>>>>>
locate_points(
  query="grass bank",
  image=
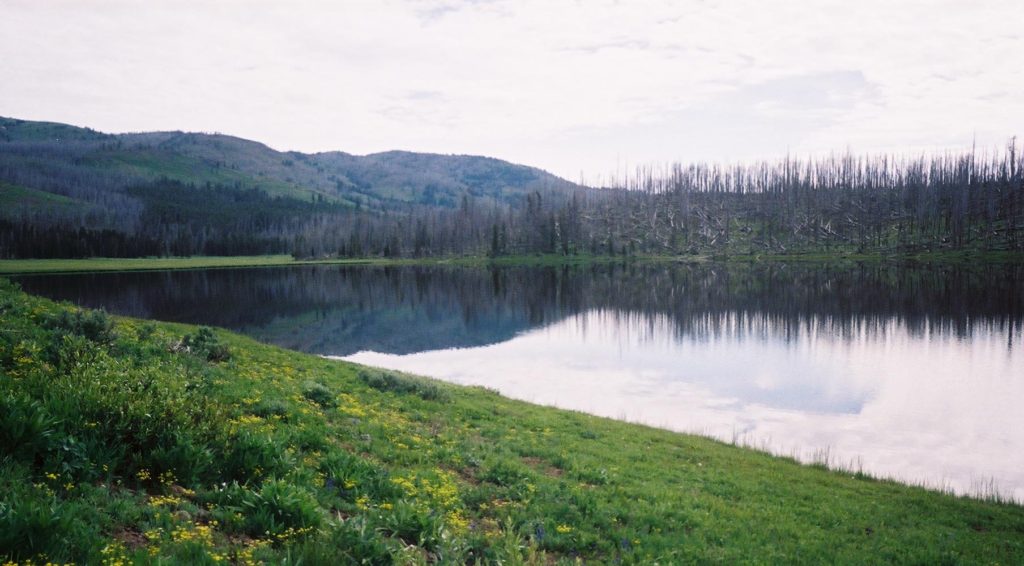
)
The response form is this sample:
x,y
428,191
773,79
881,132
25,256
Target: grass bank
x,y
131,441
<<<<<
### BRIEF:
Although the entries contain pictures, copy everything else in them exactly.

### SOLUTION FOR THIS PROBLEM:
locate_points(
  query="grass bank",
  image=
)
The response form is this sample:
x,y
428,191
773,79
881,132
25,256
Target: grass bank
x,y
131,441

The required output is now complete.